• What is expected
From the line containing "Each matching instance of the office chair" through the end of the material, swap "integer pairs" for "whole-number pairs" and change nothing else. Give back only those lines.
==========
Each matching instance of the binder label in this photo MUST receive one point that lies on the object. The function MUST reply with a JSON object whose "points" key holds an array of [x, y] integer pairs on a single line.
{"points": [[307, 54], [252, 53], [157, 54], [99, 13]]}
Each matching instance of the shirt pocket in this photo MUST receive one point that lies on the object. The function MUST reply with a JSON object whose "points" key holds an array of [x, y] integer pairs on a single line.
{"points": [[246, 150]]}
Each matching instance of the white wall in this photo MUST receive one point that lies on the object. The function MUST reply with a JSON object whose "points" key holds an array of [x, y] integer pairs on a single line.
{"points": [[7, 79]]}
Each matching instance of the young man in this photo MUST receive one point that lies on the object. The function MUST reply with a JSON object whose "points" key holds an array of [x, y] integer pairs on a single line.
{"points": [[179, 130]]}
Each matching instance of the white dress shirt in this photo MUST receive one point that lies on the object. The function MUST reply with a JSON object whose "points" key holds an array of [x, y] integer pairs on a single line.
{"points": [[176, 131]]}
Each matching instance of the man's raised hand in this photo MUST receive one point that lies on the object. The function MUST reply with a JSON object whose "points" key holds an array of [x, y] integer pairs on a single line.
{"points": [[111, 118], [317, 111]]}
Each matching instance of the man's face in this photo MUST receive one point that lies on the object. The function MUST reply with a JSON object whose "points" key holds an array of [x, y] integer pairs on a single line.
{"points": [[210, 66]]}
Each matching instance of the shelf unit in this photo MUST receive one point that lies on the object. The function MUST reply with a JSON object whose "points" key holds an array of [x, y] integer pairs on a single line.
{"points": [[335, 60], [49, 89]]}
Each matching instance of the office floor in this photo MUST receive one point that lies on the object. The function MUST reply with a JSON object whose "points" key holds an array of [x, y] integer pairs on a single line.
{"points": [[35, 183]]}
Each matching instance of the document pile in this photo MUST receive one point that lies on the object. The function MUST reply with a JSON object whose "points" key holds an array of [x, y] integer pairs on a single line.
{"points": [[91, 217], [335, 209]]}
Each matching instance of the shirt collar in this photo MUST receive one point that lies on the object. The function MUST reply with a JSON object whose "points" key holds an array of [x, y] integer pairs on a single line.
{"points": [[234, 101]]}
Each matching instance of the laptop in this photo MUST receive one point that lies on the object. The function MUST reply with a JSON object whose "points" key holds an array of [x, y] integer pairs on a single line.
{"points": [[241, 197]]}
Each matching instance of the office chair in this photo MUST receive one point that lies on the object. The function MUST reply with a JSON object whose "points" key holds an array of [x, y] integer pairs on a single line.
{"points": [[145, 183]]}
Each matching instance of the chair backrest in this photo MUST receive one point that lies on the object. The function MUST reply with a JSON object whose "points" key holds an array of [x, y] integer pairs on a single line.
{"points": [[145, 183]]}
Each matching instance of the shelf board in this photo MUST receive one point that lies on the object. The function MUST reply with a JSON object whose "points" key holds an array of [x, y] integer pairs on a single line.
==========
• Answer to this exercise
Each matching instance of the office chair in this photo MUST receive one point that lies on the object. The function MUST reply with a JSON object whose "points" key holds an array of [x, y] whole-number pairs on a single line.
{"points": [[145, 183]]}
Each matching instance of the chair backrest in this photo MUST receive one point that lies on the object. The function MUST reply with a JSON object whose "points" key holds an array of [x, y] whole-number pairs on a single line.
{"points": [[145, 183]]}
Each matching instance of the shelf board in this photo MUST receive one point that lies on the object. The function MUST reply with a JSON object whose "points" key holds an array of [x, y] whole-number pairs on a single line.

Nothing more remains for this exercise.